### [OBJECTIVE]
Rewrite the material below with every "Target" replaced by "Object", keeping everything else the same.

### [EXTRACTED ENTRIES]
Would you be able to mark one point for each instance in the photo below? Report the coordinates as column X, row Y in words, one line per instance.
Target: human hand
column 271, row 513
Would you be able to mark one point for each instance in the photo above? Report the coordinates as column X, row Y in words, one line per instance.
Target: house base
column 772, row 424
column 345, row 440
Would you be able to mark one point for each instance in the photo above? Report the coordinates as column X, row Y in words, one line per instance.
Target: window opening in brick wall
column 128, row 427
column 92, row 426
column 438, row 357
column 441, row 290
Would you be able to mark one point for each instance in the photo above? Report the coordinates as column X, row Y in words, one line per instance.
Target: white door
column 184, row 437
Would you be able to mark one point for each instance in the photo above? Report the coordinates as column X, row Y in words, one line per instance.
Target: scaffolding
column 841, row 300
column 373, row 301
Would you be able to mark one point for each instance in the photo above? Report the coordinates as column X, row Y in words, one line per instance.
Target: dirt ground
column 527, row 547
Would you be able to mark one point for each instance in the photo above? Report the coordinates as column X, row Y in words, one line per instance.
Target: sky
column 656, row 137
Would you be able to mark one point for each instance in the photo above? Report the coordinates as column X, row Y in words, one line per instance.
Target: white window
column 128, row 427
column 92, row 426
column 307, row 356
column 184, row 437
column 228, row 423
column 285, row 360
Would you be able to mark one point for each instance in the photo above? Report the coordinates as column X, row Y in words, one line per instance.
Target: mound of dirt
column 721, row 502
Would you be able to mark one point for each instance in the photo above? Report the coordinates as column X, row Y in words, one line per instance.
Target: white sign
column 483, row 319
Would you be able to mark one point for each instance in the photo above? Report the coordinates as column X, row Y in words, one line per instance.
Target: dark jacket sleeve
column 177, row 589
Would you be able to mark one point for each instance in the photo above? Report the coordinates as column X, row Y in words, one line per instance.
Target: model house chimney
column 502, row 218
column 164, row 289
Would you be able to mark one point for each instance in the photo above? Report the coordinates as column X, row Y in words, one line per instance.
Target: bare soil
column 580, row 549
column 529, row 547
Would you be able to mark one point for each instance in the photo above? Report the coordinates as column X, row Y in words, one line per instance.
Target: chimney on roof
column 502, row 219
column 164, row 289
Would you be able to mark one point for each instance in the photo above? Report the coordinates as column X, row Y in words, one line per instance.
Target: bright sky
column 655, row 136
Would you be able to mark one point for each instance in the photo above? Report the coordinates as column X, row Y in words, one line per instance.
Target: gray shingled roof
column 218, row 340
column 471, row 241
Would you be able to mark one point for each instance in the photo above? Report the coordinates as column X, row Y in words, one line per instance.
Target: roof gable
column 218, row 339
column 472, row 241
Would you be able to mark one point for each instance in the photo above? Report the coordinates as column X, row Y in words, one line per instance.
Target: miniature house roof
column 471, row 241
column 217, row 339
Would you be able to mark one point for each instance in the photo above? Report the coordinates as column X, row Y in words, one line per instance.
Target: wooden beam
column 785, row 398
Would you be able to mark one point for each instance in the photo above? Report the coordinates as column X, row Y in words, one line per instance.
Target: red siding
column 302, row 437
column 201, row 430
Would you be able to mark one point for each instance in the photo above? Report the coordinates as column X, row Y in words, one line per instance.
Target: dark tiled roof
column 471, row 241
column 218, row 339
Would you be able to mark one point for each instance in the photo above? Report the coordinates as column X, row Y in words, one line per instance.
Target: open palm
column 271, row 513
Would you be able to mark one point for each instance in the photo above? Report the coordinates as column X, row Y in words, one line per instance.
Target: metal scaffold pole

### [SOLUTION TO THIS PROBLEM]
Would you be able to mark one point for each instance in the photo below? Report the coordinates as column X, row Y in words, one line per instance.
Object: human hand
column 271, row 513
Would you be able to mark one point for each instance in the photo above? Report the coordinates as column X, row Y in words, one line per instance.
Object: house base
column 772, row 424
column 345, row 440
Would you be able to mark one point for each instance in the photo above? Report the coordinates as column X, row Y in words, one line per instance.
Object: window opening in brick wall
column 128, row 427
column 92, row 426
column 438, row 357
column 441, row 290
Would you be able to mark one point for each instance in the photo above? Report the coordinates as column X, row Y in words, one line per instance.
Object: white door
column 184, row 437
Would you be able to mark one point for each instance in the photo above? Report the coordinates as column X, row Y in words, one line per instance.
Object: scaffolding
column 841, row 300
column 373, row 301
Would you be able to mark one point for each instance in the photo above? Report the coordinates as column X, row Y in words, one line per instance.
Object: dirt ground
column 527, row 547
Would you be able to mark one point for each instance in the photo above? Report the coordinates as column X, row Y in words, one line per instance.
Object: sky
column 656, row 137
Would you be able to mark one point for each instance in the photo above? Report the coordinates as column X, row Y in words, one line per instance.
Object: white window
column 128, row 427
column 92, row 426
column 307, row 356
column 184, row 437
column 228, row 423
column 285, row 360
Would you be able to mark one point for each instance in the photo above? Report the coordinates as column X, row Y in words, one line per instance.
Object: mound of dirt
column 721, row 502
Would you be able to mark one point for each instance in the photo above? Report the coordinates as column X, row Y in words, one line per instance.
Object: white sign
column 483, row 319
Would you be able to mark one point for each instance in the photo above? Report the coordinates as column X, row Y in words, one line per instance.
Object: dark jacket sleeve
column 177, row 589
Would you be able to mark one point for each instance in the photo above? Report the coordinates as column X, row Y in words, one line per instance.
Object: model house chimney
column 502, row 218
column 164, row 289
Would you be able to mark one point for each instance in the photo above? Report the coordinates as column X, row Y in words, one line per instance.
Object: bare soil
column 580, row 549
column 529, row 547
Would you be able to mark one point for each instance in the photo above? Report the coordinates as column X, row Y in words, one line per instance.
Object: chimney on roof
column 502, row 219
column 164, row 289
Would you be able to mark one point for each instance in the photo above? Report the coordinates as column X, row Y in words, one line per instance.
Object: bright sky
column 655, row 136
Would you be able to mark one point for each instance in the photo above? Report the coordinates as column X, row Y in words, one line per instance.
Object: gray shingled roof
column 218, row 340
column 471, row 241
Would you be able to mark one point for each instance in the photo above? Report the coordinates as column X, row Y in words, one line per instance.
Object: roof gable
column 218, row 339
column 472, row 241
Would you be able to mark one point for each instance in the photo above? Report the coordinates as column X, row Y in words, one line per instance.
Object: miniature house roof
column 471, row 241
column 217, row 339
Would you be able to mark one point for each instance in the photo above? Report the coordinates as column X, row Y in words, one line per instance.
Object: wooden beam
column 785, row 398
Would you be able to mark one point for each instance in the photo above? Report the coordinates as column X, row Y in words, one line per instance.
Object: red siding
column 302, row 437
column 201, row 430
Would you be able to mark one point for each instance in the photo above? Report the coordinates as column X, row Y in words, one line per instance.
Object: dark tiled roof
column 471, row 241
column 218, row 339
Would you be able to mark one point for each instance in the photo above? Report the coordinates as column X, row Y in words, one line per instance.
Object: open palm
column 271, row 513
Would you be able to mark one point for each instance in the photo above? Report the coordinates as column X, row Y in words, one line per instance.
Object: metal scaffold pole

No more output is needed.